═══ Selected extract ═══
Huge figures circulated, with some totting up gross liabilities to be £100bn.
That prompted the then foreign secretary, Boris Johnson, to suggest Brussels
could “go
whistle” for its money. An agreement was finally made last November
that the UK would stump up about £39bn, to cover its contribution to the EU
budget until 2020, and accumulated other outstanding commitments such as
pensions for EU officials.
Irish
border
This has turned out to be the thorniest issue to settle in the Brexit
divorce agreement and still causes the most unhappiness among Theresa May’s
critics. The UK had initially proposed a technological solution but this was
rebuffed by Ireland and EU officials as “magical thinking”. The EU initially
proposed that Northern Ireland should in effect stay in the single market and
customs union, prompting a furious response from the British prime minister.
The EU moved its position. The core of the solution is the so-called backstop,
an insurance plan that kicks in if future trade talks fail to avoid a hard
border on the island of Ireland. The backstop means the whole of the UK will
remain in the EU customs union, while Northern Ireland will have to follow
single market rules. Brexit supporters loathe the backstop, fearing it will
leave the UK “shackled” to EU rules. Wary EU countries think the plan benefits
the UK, so insisted the UK respect EU social and environmental rules to to
avoid undercutting their companies.
The UK
came into the negotiations determined to get a weighty political declaration
that would easily translate into a full-blown trade deal ready to come into
force soon after Brexit day. The promise of the “easiest trade deal in history”
soon hit the buffers. The UK has agreed a joint paper of just 26 pages
outlining the parameters of the future relationship, with the two main pillars
being trade and security. The paper offers lots of ideas about what might
happen, but few concrete plans.
Trade
and the city
The prime minister’s central policy priority in terms of trade was to
secure a commitment to frictionless trade in goods through a common rulebook,
the centrepiece of the Chequers
plan. By stating that the UK and the EU would be “separate markets
and distinct legal orders” after Brexit, the political declaration demolished
it. British access to European markets will depend on the UK respecting EU
standards on competition, tax, environment, as well as social and employment
protection, but it is not clear whether that involves non-regression or dynamic
alignment. The political declaration says the shared customs territory in the
Northern Ireland backstop will be built on and improved in a future trade deal.
═══
Things to do:
a - According to the Brexit passage, roughly how much did the UK agree last November to pay the EU?
b - Using the Brexit passage, explain why wary EU countries insisted that the UK respect EU social and environmental rules under the backstop.
c - Pick up the Brexit passage where it stops and add a further paragraph or two.
═══ Extracted data ═══
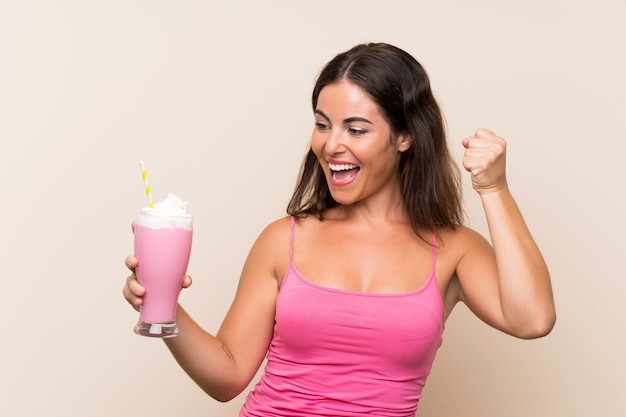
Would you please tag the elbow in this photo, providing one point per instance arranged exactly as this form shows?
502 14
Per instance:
224 392
539 327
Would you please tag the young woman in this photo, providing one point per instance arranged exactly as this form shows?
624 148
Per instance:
348 295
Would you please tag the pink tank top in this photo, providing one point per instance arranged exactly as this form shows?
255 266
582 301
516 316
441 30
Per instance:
344 353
═══
Task responses:
a - About £39bn.

b - They thought the backstop plan benefits the UK. They wanted the UK to follow those rules so that it could not undercut their companies.

c -
The UK, bafflingly, insists this does not bind the British government to a
customs union. Despite British demands for a bespoke deal on financial
services, the UK will be treated like any other non-EU country. Instead of
“passports” that allow the City of London to operate across the EU, bankers and
traders will have to rely on “equivalence”, allowing market access to be
withdrawn by Brussels at 30 days’ notice. There is a commitment to complete
equivalence assessments by the middle of June 2020.
Foreign
and security policy
The UK had hoped to not only maintain the current level of security and
police cooperation but to even opt in to aspects of the EU’s structures that it
had previously snubbed. That prompted Luxembourg’s prime minister, Xavier
Bettel, to remark: “They were in with a load of opt-outs. Now they are out, and
want a load of opt-ins.” The EU is only offering cooperation, rather than
membership, of EU police agency Europol and judicial cooperation agency
Eurojust. Despite its previous disdain for EU-level defence cooperation,
Britain has negotiated clauses that will allow it to participate in EU joint
defence projects. A major row during the Brexit negotiations was the European
commission’s insistence that the UK defence industries would not be allowed to
work on the most sensitive parts the EU’s £8bn Galileo satellite programme, to
which British taxpayers have already paid £1bn. The UK has threatened to walk
away and build its own satellite. The political declaration, in an example of
its many vague clauses, limits its solution to 10 words. “The parties should
consider appropriate arrangements for cooperation on space”, it says.